▸ **Trecho do texto**:

A segunda questão tem a ver com o papel que os indicadores de sustentabilidade podem ter na definição/concepção desse (novo) modelo de desenvolvimento, sobretudo na leitura sistêmica da realidade, já que o desenvolvimento sustentável se entende como um processo de transformações que incorpora várias dimensões e aspectos (econômica, social, ambiental, cultural, institucional, espiritual, planetária, territorial) (SACHS, 2004; SILVA, 2006; GIBSON et al., 2008; FERREIRA, 2013; BOFF, 2013).
A sustentabilidade e seus indicadores – tema de fundo deste artigo – sugerem três indicações pertinentes. Primeiramente, embora não seja feita aqui uma reflexão direta sobre a sustentabilidade5, foi considerado o que as instituições internacionais e a literatura especializada dizem a seu respeito. Recorde-se que a definição mais conhecida de desenvolvimento sustentável foi apresentada no Relatório Brundtland e consagrada, internacionalmente, na RIO-92 (BELL; MORSE, 1999; SIENA, 2002; OLIVEIRA, 2007), a saber: o desenvolvimento sustentável “satisfaz as necessidades do presente sem comprometer a capacidade de as gerações futuras satisfazerem suas próprias necessidades” (NAÇÕES UNIDAS, 1987).
A segunda indicação, decerto decorrente da primeira, tem a ver com o fato de esta pesquisa não partir do nada. Ela atende a uma vasta bibliografia sobre indicadores e metodologias para avaliar a sustentabilidade nos níveis local, regional, nacional e internacional6.

▸ **Exercícios propostos**:
- 1) Transcreva do trecho sobre indicadores de sustentabilidade a parte entre "A sustentabilidade e" e "(NAÇÕES UNIDAS, 1987).", inclusive.
- 2) Indique se cada afirmação concorda com o trecho sobre indicadores de sustentabilidade, respondendo sim ou não e citando as palavras do trecho que decidem: (a) a definição mais conhecida de desenvolvimento sustentável foi apresentada no Relatório Brundtland; (b) o artigo faz uma reflexão direta sobre a sustentabilidade; (c) a pesquisa parte do nada.
- 3) Traduza para o inglês esta frase do trecho sobre indicadores de sustentabilidade: "A sustentabilidade e seus indicadores – tema de fundo deste artigo – sugerem três indicações pertinentes."
Os itens não têm relação com o trecho sobre indicadores de sustentabilidade.

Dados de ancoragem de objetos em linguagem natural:

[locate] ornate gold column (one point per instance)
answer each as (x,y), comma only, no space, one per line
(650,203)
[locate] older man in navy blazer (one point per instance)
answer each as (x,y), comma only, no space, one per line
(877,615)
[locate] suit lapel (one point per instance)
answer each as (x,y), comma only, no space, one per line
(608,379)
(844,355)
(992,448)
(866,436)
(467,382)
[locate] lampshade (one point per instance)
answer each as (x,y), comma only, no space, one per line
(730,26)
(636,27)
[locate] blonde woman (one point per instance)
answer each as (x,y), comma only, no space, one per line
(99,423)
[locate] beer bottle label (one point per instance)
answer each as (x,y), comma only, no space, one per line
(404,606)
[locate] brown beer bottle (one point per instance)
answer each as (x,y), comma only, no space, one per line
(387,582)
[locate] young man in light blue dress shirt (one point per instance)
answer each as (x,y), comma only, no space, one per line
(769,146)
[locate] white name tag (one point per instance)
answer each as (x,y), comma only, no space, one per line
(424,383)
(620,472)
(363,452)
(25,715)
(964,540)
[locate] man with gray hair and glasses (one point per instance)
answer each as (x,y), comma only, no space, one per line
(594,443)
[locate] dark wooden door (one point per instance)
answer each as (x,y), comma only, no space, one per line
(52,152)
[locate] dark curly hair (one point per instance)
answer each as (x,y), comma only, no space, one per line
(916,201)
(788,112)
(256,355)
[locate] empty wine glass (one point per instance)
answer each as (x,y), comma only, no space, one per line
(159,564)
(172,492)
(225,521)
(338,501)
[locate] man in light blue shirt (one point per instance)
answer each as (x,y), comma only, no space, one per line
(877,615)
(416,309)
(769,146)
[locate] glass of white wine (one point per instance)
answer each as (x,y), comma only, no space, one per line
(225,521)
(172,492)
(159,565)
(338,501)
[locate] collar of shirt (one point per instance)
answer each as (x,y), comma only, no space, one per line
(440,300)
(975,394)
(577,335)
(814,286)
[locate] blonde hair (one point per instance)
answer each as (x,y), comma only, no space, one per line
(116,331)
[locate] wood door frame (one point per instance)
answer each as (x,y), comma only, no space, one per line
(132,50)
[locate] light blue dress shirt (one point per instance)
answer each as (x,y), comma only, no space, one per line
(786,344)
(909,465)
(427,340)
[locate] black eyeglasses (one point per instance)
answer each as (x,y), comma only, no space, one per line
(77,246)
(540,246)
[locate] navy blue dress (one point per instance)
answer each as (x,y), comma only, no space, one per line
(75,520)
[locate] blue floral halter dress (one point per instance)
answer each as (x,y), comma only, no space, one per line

▸ **Exercícios resolvidos**:
- 1)
A sustentabilidade e seus indicadores – tema de fundo deste artigo – sugerem três indicações pertinentes. Primeiramente, embora não seja feita aqui uma reflexão direta sobre a sustentabilidade5, foi considerado o que as instituições internacionais e a literatura especializada dizem a seu respeito. Recorde-se que a definição mais conhecida de desenvolvimento sustentável foi apresentada no Relatório Brundtland e consagrada, internacionalmente, na RIO-92 (BELL; MORSE, 1999; SIENA, 2002; OLIVEIRA, 2007), a saber: o desenvolvimento sustentável “satisfaz as necessidades do presente sem comprometer a capacidade de as gerações futuras satisfazerem suas próprias necessidades” (NAÇÕES UNIDAS, 1987).

- 2)
(a) Sim: "a definição mais conhecida de desenvolvimento sustentável foi apresentada no Relatório Brundtland".
(b) Não: "embora não seja feita aqui uma reflexão direta".
(c) Não: "esta pesquisa não partir do nada".

- 3) Sustainability and its indicators – the underlying theme of this article – suggest three pertinent indications.